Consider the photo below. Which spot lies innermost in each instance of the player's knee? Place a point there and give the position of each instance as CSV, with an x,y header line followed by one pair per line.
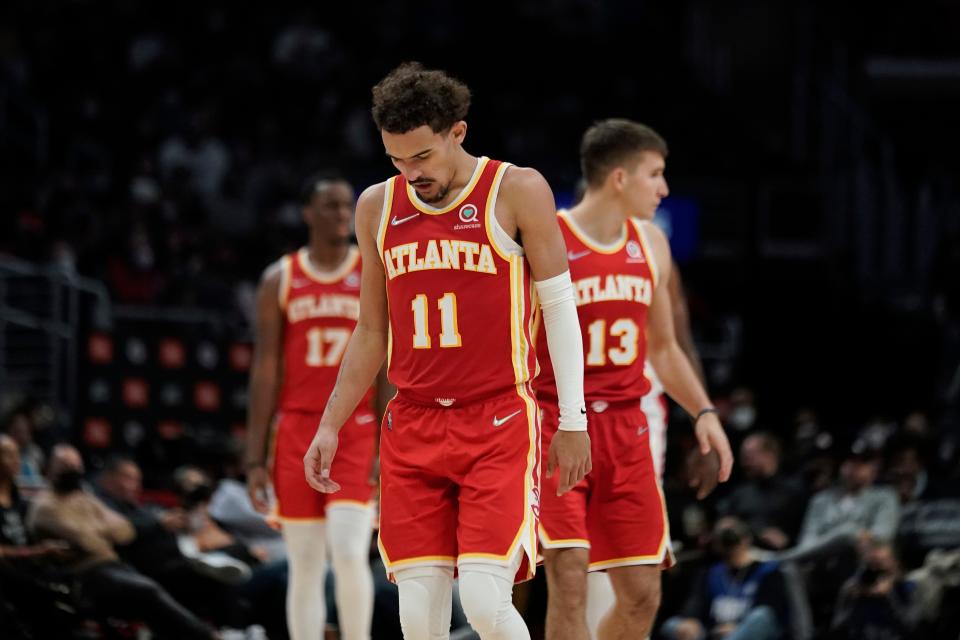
x,y
414,609
640,603
568,584
348,552
486,600
424,601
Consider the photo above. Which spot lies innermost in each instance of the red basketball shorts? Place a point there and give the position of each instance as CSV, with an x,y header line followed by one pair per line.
x,y
461,483
296,500
617,511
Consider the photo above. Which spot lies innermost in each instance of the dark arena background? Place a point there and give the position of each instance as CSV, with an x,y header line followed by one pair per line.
x,y
151,158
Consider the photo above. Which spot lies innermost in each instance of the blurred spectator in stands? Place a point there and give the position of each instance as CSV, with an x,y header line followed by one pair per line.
x,y
877,602
19,425
92,529
929,505
840,522
264,581
771,504
852,513
907,470
743,412
231,507
29,590
200,154
155,552
738,598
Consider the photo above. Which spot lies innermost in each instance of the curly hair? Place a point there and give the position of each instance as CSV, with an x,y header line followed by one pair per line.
x,y
615,142
411,96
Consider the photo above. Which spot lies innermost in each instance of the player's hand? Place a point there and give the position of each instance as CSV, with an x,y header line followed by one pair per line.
x,y
257,488
316,464
711,437
570,457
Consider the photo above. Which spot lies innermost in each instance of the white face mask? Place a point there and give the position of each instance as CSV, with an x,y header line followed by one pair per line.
x,y
742,418
196,520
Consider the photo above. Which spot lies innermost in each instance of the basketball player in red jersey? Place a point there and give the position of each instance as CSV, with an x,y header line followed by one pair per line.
x,y
457,251
614,520
307,307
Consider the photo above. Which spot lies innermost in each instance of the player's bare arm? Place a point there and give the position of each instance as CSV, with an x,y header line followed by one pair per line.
x,y
672,365
681,321
365,352
265,378
384,392
526,209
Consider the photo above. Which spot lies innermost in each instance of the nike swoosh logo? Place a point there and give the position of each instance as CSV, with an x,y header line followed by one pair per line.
x,y
497,422
395,222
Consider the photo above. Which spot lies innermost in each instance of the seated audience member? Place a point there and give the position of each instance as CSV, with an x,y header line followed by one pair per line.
x,y
738,598
155,552
93,530
876,602
230,506
850,514
19,426
29,589
261,580
768,502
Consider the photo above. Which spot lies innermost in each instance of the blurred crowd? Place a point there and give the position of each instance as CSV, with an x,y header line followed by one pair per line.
x,y
822,533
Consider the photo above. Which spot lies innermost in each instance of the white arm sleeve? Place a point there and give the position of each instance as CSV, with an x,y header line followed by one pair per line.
x,y
566,348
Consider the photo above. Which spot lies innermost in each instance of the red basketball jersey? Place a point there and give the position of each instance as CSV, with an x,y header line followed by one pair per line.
x,y
614,288
460,294
320,313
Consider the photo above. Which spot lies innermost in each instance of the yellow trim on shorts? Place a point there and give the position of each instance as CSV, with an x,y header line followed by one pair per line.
x,y
561,543
663,550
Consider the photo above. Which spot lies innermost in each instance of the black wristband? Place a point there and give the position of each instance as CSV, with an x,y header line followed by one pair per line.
x,y
704,412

§ **What needs to be done**:
Everything in the records must be transcribed exactly, except the pictures, which are left out.

§ **Response**:
Consider the photo below. Which spot lies innermost in each instance of the player's knee? Place a point there and give the position of each instance as CSV, with an x,y header line followed by one pair per line.
x,y
414,609
640,603
568,584
348,552
486,600
424,601
Consider the photo above. Which spot lies innermost in each instance of the red basketball shorts? Place a point there and give the position of each instance as CSV, with an x,y header line followed by one pair per line.
x,y
461,483
296,500
617,511
Consider the photo above. Which spot lies innermost in each instance of the dark arena background? Place a point there and give the position of each instance as CSV, with an x,y header line followed by one pair per line.
x,y
151,158
Consider the photo above. Which spot lies innermost in each instance of the blurred spectator in stands? Place a point there and give the position of each instance as CSV, with an x,y header line followed by one pair per line.
x,y
877,602
19,425
92,529
929,505
840,522
264,581
771,504
852,513
907,470
743,412
231,507
29,590
200,154
155,552
738,598
Consider the photo above. Which spot lies innermost in each instance of the curly hair? Place a point there and give the position of each instance as CSV, with an x,y header line followed by one pair per line.
x,y
615,142
411,96
Consider the photo above. Which spot lies innermost in each instance of the player's hand? Place a point there and give the position of each instance as CSV, with an x,y header line followed by one pair per line.
x,y
257,488
316,464
711,437
570,457
Consider the photo above. Which spot lies innermost in each instance of the white face mask? Place a point there and give the position of each instance as CSV, with an x,y header line followed by one pair per line.
x,y
742,418
196,520
Consider the photo above. Which spot lies innermost in each instance of the basketball player in red jersey? Place a point there and give the position of each instance as CSV, with an x,y header line followed by one pair per line.
x,y
457,251
614,520
307,307
Consider the photo above. Which spot lies innermost in each instance of the player's bare arm? Place a point there and give the position of each instance as CSV, with an x,y header line followed by one pair per line.
x,y
672,365
681,321
365,352
265,378
384,392
526,209
Consider the photo above. Which spot lies innermost in each instance of the nike swoosh logo? Place a point there and give the position of each instance as CSV, with an x,y header line followed by one pair per line.
x,y
497,422
395,222
Consider the photo above. Which spot lies innermost in each instance of the seated audience member? Place a point there and give the position of each instance as CSV, with an x,y header line followed by one pair per line.
x,y
738,598
155,552
93,530
876,602
230,506
850,514
19,426
29,589
261,580
768,502
Consider the photo above. Which spot lies innermost in each instance of the blurred crowd? Place a point there and give the position of each instance as CSV, with an x,y header line followed by one pair per line.
x,y
822,533
Consider the photo above. Which spot lies innermost in each instance of the white arm sleeve? Place a point there and give the position of each instance as CSV, with an x,y header line followed by one pair per line.
x,y
566,348
Consider the photo above. Which spot lies innermost in each instance of the red basketball jersey? Place a point there and give the position of each instance as CSV, with an x,y header line followed by one pair per line.
x,y
614,288
460,294
320,313
Consider the photo above. Which spot lies innermost in each instance of the yellow trim on shorts? Place a point there and give the position of each instance as CSV, with an x,y header line followed by one pair per line.
x,y
561,543
663,550
Consider the photo above. Which spot lies innermost in each instance of the black wristband? Place a point there and give the position of each instance as CSV, with an x,y header line followed by one pair per line.
x,y
704,412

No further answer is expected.